- _Vereisten_: Verzamel elke regel uit de items waarin de tekenreeks "person" voorkomt. Het verschil tussen hoofdletters en kleine letters telt mee.

- _Overzicht_:
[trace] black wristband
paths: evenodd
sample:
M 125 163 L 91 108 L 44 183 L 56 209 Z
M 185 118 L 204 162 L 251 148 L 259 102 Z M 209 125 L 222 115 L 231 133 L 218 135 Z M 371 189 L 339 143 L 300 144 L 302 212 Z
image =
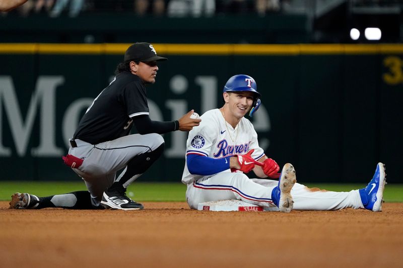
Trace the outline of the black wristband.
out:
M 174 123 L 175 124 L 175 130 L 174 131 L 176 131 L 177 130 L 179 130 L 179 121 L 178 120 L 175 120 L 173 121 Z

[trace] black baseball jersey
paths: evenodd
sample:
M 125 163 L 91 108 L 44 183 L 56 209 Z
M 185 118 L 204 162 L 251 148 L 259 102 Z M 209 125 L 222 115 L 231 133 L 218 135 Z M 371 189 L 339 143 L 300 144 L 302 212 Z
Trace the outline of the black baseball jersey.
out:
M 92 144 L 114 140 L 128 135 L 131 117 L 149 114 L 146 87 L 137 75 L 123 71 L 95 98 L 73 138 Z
...
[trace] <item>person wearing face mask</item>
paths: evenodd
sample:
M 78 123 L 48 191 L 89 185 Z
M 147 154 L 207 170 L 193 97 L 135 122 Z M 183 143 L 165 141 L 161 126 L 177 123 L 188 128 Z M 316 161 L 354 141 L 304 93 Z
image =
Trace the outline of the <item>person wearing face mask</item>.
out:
* * *
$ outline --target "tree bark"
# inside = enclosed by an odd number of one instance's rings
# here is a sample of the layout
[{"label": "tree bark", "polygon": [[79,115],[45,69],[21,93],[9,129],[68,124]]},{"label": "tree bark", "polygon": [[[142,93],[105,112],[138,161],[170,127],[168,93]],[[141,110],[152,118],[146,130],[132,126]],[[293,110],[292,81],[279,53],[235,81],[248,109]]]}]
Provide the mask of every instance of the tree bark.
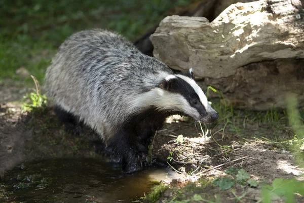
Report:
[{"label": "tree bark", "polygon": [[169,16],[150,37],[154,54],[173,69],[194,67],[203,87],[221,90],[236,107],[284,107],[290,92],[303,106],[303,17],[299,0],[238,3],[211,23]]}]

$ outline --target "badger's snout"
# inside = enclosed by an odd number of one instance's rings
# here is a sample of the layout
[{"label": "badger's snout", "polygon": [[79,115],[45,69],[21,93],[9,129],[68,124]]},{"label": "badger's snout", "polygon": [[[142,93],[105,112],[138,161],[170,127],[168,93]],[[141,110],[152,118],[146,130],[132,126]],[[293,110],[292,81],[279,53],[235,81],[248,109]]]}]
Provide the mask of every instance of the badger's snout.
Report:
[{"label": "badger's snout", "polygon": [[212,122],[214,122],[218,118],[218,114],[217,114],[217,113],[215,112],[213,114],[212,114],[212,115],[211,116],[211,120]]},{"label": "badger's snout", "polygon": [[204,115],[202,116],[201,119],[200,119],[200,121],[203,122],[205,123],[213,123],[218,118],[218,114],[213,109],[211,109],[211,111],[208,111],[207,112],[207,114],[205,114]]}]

- _Schriftelijk antwoord_:
[trace] <item>person wearing face mask</item>
Trace the outline of the <item>person wearing face mask</item>.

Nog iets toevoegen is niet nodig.